DIRECTIONS FOR THIS TASK: Gather every line below that contains the word "camera", and copy each of those lines.

Begin GIVEN INFORMATION

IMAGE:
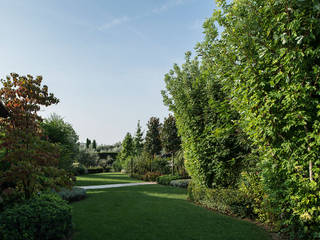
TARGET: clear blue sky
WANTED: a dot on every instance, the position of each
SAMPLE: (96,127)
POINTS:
(105,60)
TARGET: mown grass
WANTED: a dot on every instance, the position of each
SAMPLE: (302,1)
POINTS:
(103,178)
(154,212)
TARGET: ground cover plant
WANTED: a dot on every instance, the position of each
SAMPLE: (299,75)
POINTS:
(153,212)
(103,178)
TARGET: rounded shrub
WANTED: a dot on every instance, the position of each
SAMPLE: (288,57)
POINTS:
(44,217)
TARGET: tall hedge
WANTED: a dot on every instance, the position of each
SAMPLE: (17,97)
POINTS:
(210,138)
(268,58)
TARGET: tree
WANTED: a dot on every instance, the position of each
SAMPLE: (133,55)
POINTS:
(212,142)
(127,151)
(30,164)
(64,136)
(152,140)
(88,143)
(94,144)
(169,135)
(171,142)
(268,60)
(138,140)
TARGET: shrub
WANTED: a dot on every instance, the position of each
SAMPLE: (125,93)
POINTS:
(79,170)
(151,176)
(75,194)
(183,183)
(166,179)
(225,200)
(95,170)
(45,217)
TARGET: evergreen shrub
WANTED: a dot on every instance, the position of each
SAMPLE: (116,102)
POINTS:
(44,217)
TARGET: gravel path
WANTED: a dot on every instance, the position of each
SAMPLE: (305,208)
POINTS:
(116,185)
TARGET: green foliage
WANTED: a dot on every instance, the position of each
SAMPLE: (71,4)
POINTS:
(72,195)
(138,140)
(225,200)
(268,60)
(88,143)
(30,163)
(88,159)
(151,176)
(127,151)
(182,183)
(79,170)
(166,179)
(169,135)
(213,144)
(152,141)
(94,144)
(45,217)
(64,136)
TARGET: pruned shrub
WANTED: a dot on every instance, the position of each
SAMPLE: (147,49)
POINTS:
(166,179)
(183,183)
(79,170)
(44,217)
(72,195)
(225,200)
(151,176)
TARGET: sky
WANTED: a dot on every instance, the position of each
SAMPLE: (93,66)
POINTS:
(105,60)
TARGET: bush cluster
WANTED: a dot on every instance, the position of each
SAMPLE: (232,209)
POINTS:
(182,183)
(75,194)
(44,217)
(166,179)
(225,200)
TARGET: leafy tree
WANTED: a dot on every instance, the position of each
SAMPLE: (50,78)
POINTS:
(64,136)
(30,163)
(152,139)
(169,135)
(88,159)
(268,58)
(138,140)
(128,150)
(94,144)
(171,142)
(211,141)
(88,143)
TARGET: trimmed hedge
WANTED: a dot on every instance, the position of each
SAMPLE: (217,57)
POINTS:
(225,200)
(166,179)
(44,217)
(75,194)
(183,183)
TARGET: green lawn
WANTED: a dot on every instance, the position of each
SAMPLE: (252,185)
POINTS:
(153,212)
(103,178)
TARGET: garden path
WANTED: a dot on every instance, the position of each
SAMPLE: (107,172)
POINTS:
(116,185)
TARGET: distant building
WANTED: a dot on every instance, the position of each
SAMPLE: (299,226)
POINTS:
(3,111)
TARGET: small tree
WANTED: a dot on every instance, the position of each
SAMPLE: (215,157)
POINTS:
(94,144)
(152,140)
(138,140)
(30,164)
(64,136)
(171,142)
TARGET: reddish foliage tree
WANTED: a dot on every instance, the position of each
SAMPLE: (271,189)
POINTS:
(29,163)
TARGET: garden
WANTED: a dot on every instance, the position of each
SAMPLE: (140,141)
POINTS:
(241,142)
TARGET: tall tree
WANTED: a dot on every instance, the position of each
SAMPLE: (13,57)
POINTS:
(94,144)
(127,150)
(138,139)
(88,143)
(64,136)
(152,140)
(30,163)
(171,142)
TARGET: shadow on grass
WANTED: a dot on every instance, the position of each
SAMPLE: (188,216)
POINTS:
(103,178)
(154,212)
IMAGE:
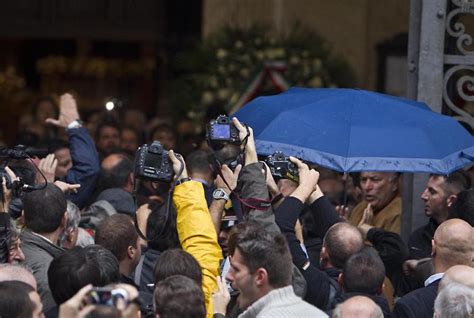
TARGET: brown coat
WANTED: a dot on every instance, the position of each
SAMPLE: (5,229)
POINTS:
(388,218)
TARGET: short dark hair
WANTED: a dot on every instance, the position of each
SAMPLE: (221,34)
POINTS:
(463,207)
(117,176)
(161,227)
(79,266)
(116,233)
(341,241)
(44,209)
(177,262)
(163,128)
(179,296)
(106,123)
(198,161)
(15,300)
(260,249)
(364,272)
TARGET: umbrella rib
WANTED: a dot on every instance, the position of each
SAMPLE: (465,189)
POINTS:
(346,159)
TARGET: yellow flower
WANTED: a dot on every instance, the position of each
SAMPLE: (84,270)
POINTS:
(207,98)
(223,93)
(221,54)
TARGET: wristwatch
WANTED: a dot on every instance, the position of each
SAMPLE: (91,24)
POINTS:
(220,194)
(75,124)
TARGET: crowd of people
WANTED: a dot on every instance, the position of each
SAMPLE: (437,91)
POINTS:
(83,234)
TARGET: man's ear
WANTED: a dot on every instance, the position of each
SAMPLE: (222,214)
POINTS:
(433,248)
(261,277)
(340,280)
(64,220)
(131,252)
(380,290)
(451,199)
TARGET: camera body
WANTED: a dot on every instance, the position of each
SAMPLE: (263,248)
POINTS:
(281,167)
(107,296)
(222,130)
(152,163)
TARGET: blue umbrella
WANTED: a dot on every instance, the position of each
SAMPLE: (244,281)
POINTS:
(356,130)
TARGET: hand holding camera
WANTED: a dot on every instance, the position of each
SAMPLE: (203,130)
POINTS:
(281,167)
(152,163)
(122,296)
(308,180)
(179,166)
(7,177)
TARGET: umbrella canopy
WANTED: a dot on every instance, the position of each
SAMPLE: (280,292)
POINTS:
(356,130)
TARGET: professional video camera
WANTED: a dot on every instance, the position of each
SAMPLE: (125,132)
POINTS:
(281,167)
(23,152)
(221,131)
(152,163)
(19,152)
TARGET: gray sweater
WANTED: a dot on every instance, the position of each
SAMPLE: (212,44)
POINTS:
(282,302)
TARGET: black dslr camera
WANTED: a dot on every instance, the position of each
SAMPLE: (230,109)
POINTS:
(222,130)
(281,167)
(152,163)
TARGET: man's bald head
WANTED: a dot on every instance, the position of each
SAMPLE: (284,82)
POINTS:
(358,306)
(460,274)
(341,241)
(111,161)
(452,245)
(9,272)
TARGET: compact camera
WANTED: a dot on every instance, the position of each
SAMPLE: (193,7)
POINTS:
(222,130)
(107,296)
(152,163)
(281,167)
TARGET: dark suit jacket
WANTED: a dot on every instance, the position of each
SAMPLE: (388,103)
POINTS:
(418,303)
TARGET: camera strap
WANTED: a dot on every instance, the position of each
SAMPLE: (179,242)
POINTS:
(168,203)
(250,203)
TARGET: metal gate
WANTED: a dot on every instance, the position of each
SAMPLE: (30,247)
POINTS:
(441,74)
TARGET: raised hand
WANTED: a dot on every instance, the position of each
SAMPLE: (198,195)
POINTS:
(67,112)
(47,166)
(177,165)
(365,222)
(7,193)
(221,297)
(66,187)
(250,149)
(343,212)
(230,177)
(271,184)
(308,179)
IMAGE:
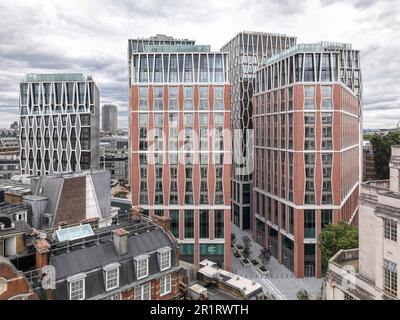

End GIVEN INFORMATION

SOLUTION TO THIS EXERCISE:
TARGET: camera body
TARGET: hand holding camera
TARGET: professional video camera
TARGET: black dslr camera
TARGET: compact camera
TARGET: camera strap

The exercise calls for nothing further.